Collected data entries

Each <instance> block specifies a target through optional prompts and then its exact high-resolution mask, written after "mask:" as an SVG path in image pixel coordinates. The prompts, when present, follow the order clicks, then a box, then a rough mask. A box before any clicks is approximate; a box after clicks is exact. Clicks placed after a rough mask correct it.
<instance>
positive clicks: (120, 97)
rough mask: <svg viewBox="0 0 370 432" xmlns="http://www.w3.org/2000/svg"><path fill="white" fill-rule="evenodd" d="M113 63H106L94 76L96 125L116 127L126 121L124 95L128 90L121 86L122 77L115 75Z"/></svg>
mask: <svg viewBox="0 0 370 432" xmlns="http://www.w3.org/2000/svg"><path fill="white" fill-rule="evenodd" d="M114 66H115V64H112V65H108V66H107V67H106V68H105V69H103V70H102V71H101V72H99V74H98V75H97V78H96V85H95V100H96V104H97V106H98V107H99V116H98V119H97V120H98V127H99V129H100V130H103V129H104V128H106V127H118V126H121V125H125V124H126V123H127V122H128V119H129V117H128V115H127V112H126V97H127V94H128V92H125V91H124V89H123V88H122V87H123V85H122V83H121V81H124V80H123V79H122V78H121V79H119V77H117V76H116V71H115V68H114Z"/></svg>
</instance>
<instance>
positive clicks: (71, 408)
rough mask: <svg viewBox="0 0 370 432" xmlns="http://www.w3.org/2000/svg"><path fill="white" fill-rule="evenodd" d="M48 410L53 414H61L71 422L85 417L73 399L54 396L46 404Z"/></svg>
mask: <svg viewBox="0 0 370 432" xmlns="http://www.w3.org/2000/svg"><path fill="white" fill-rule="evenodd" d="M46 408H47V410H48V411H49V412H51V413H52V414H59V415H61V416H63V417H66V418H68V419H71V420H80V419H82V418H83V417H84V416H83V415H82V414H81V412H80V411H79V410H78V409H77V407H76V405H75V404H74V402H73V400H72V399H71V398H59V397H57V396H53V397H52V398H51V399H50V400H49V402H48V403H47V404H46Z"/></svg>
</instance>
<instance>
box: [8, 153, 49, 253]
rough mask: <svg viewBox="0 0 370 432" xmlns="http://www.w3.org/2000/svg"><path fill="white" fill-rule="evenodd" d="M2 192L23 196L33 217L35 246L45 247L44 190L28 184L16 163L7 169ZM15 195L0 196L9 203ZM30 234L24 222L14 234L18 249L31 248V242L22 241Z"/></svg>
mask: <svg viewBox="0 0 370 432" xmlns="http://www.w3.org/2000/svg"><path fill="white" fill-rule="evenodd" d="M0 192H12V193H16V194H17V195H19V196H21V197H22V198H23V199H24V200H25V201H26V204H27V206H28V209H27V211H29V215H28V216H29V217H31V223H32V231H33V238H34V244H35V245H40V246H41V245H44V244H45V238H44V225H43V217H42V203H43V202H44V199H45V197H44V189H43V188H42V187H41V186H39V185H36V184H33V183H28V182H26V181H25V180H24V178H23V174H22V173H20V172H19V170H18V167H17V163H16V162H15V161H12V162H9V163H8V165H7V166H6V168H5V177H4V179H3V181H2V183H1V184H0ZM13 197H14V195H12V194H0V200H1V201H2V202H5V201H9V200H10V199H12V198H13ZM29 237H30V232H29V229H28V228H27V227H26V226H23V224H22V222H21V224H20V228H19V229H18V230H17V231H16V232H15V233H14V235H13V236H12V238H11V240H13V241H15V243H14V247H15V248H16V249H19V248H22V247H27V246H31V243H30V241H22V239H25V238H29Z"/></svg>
...
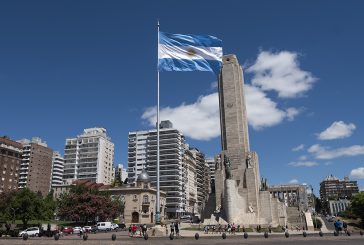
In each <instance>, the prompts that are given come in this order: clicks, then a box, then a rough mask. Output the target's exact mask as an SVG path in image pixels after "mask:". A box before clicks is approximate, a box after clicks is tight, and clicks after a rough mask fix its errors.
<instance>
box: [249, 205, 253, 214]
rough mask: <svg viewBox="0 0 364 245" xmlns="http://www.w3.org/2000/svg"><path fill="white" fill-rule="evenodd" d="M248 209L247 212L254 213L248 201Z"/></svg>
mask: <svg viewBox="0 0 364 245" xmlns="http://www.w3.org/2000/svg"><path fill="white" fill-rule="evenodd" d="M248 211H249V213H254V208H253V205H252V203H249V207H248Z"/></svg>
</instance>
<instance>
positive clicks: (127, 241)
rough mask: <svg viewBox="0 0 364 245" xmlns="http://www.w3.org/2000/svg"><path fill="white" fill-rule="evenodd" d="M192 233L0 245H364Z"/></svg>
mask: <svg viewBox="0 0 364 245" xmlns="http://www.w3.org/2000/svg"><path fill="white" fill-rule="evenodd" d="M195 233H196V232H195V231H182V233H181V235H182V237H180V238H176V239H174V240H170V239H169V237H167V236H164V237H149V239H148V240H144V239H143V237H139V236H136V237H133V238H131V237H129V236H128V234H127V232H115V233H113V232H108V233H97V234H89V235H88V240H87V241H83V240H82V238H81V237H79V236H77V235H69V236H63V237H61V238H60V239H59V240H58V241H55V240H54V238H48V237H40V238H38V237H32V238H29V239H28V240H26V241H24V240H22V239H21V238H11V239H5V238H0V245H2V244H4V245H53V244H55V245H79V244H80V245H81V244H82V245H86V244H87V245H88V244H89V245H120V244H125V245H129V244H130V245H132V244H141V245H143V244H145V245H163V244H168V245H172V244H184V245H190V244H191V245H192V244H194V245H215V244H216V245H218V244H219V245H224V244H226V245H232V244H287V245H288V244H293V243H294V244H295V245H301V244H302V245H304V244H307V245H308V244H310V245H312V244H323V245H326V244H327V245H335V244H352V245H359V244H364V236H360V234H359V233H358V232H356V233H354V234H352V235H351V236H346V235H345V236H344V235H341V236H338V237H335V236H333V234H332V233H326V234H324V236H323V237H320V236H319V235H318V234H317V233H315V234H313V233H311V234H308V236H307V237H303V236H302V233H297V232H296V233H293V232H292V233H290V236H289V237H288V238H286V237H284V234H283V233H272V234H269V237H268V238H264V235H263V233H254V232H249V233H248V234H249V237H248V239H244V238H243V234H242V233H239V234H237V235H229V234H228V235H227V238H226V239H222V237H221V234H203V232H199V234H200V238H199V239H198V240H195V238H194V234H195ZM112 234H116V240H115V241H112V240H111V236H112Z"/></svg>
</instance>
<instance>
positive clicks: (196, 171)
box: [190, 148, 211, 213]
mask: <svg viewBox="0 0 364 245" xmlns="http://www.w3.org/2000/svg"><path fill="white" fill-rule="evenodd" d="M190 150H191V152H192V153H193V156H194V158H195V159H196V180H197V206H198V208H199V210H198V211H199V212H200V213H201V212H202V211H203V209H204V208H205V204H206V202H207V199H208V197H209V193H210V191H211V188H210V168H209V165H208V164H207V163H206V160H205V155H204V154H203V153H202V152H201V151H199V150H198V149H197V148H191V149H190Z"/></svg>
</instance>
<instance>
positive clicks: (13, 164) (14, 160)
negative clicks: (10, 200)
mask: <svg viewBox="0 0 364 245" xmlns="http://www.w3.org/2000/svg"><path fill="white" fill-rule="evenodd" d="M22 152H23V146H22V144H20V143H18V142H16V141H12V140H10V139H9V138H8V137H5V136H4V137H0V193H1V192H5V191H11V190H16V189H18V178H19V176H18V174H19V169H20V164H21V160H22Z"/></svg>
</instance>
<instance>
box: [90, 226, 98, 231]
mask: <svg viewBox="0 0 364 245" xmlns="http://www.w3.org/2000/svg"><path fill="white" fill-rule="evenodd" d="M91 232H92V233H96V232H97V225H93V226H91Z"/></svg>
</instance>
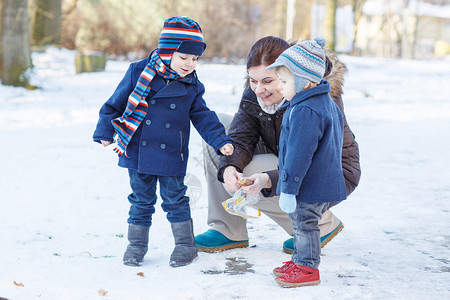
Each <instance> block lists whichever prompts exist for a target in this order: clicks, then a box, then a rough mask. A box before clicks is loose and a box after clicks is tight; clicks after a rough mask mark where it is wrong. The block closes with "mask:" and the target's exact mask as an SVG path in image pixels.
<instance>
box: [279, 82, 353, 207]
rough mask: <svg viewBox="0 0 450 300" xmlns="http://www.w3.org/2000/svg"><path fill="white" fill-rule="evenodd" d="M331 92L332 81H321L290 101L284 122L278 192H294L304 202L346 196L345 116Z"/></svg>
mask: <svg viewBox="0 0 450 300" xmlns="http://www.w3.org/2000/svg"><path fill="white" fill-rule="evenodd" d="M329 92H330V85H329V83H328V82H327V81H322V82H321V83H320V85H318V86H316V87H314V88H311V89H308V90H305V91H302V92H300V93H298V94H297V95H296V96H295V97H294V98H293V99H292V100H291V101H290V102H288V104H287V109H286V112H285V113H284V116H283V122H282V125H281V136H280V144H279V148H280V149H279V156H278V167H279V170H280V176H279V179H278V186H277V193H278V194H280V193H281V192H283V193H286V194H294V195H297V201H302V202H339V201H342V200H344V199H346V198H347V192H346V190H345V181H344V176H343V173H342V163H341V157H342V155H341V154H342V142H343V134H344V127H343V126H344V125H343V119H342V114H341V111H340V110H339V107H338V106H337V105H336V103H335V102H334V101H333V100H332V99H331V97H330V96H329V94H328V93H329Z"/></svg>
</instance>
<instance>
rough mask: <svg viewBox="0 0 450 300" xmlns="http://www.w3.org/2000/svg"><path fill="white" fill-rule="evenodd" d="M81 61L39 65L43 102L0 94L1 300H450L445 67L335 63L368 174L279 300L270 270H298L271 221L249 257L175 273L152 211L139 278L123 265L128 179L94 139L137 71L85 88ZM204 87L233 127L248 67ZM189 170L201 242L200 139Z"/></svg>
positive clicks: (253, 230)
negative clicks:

- What to produce
Copy the lines above verbatim, starting with the line containing "Each <instance> block specifies" and continuing through the line containing "63H106L94 76L96 125L116", both included.

- Result of this exercise
Each <instance> block specifies a target through optional prompts and then its exact high-resolution mask, written after "mask:" as an SVG path in image pixel coordinates. The prompts, when present, follow the order clicks, then a box, then a rough mask. A box before any clicks is approximate; a box after clicks is exact. Clicks placed after a rough mask correct it.
<instance>
positive clicks: (120, 97)
rough mask: <svg viewBox="0 0 370 432" xmlns="http://www.w3.org/2000/svg"><path fill="white" fill-rule="evenodd" d="M113 63H106L94 76L96 125L116 127L126 121L124 95L128 90L121 86L122 77L115 75Z"/></svg>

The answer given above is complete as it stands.